- TASK BRIEF
Reproduce every line of the listing below, changing "bench leg" to "bench support" and leaving everything else as is.

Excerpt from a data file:
----------------
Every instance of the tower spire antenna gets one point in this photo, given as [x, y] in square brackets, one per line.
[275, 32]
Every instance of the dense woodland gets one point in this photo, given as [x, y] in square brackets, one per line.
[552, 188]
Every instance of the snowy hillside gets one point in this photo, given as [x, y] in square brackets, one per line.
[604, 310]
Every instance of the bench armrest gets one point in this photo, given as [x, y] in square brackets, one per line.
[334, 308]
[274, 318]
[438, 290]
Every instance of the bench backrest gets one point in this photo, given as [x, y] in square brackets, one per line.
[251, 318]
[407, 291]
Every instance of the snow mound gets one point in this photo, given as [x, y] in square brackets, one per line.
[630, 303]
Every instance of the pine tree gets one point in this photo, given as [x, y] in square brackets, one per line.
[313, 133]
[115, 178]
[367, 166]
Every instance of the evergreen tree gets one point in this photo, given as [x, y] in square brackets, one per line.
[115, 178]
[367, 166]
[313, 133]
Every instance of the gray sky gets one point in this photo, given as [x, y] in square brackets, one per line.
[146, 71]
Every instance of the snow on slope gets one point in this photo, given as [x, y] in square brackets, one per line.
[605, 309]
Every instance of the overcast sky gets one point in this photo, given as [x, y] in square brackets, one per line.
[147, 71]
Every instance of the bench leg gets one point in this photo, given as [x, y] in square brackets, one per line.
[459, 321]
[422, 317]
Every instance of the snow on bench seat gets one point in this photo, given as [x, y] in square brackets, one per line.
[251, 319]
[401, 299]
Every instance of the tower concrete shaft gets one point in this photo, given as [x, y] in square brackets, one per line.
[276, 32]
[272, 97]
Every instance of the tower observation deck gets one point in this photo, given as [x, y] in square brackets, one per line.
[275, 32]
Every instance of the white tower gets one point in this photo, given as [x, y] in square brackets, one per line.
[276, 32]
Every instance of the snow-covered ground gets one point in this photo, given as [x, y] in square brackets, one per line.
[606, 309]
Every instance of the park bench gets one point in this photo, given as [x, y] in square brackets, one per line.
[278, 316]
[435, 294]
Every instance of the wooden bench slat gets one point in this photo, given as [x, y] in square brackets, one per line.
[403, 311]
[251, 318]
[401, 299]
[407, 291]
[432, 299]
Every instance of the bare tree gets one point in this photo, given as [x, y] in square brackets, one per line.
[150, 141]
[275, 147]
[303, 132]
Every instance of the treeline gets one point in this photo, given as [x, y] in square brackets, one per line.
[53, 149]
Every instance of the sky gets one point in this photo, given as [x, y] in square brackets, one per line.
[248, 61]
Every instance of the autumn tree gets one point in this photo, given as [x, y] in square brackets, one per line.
----------------
- WRITTEN RESPONSE
Every instance of the tower spire antenna gets one point in this photo, given as [x, y] in square brackets, one per line.
[275, 32]
Every instance of the dense woodland gets one point in this photo, given as [x, y] in square brackets, one per line.
[552, 188]
Every instance of the snowy hillside gets one point in this photo, given as [x, y] in square brackets, one per line.
[604, 310]
Every instance of the bench armrest gets one point in this photo, given as [x, y] in square brackets, one per line.
[334, 308]
[274, 318]
[438, 290]
Every instance of the bench backrest gets one point in this photo, given as [x, y] in square brackets, one per line.
[251, 318]
[407, 291]
Every instance of the snow mound gets one point in this photo, given as [x, y] in square brackets, one per line.
[630, 303]
Every instance of the pine tree gets one point in this photo, given as [x, y] in square brackets, one per line.
[313, 133]
[115, 178]
[367, 166]
Every instance of the evergreen tree gets one point in this photo, given as [x, y] in square brackets, one per line.
[115, 178]
[367, 166]
[313, 133]
Every instance of the gray sky gets one point in this photo, given as [x, y] in square brackets, one per line.
[146, 71]
Every instance of the snow on slope gets one point in this photo, given as [x, y] in square brackets, one per line.
[605, 309]
Every instance of the overcast sky gets one point in this photo, given as [x, y] in square brackets, one per line.
[147, 71]
Every instance of the bench support gets one point in this photo, given as [x, y] in square brackets, one per line.
[459, 321]
[422, 317]
Every instance of the snow on bench seat gets one point in this photo, given as [x, y] in square brackets, one per line.
[251, 319]
[401, 299]
Every instance of the tower concrete shaft gets one point in this photo, given as [x, y] in square brackets, one per line.
[276, 32]
[272, 97]
Every instance of the tower observation deck gets one point in this photo, given as [x, y] in square brackets, one per line.
[275, 32]
Every instance of the white tower gets one point in this photo, given as [x, y] in square brackets, one per line.
[276, 32]
Every instance of the snow-covered ground gets one point in this photo, given as [x, y] in square brackets, one per line.
[606, 309]
Every instance of the park bench gets one point in this photo, given as [x, y] in square brackets, one per line.
[278, 316]
[435, 294]
Every instance of the wooden bench slat gets one point in this photo, given as [x, y] in square brackets, one per line.
[403, 311]
[251, 318]
[401, 299]
[407, 291]
[432, 299]
Every instance of the bare tree gets one point in this photo, given as [x, y] in square brackets, one per line.
[150, 141]
[275, 147]
[303, 132]
Every instance of the treeline gets one point in this photo, given as [x, y] in square brackets, one per line.
[53, 149]
Every instance of the sky gets one point in this photo, given as [x, y] in square brackets, one per line.
[248, 61]
Every instance of the autumn tree gets one point in this photo, given as [x, y] in square brackets, one per line.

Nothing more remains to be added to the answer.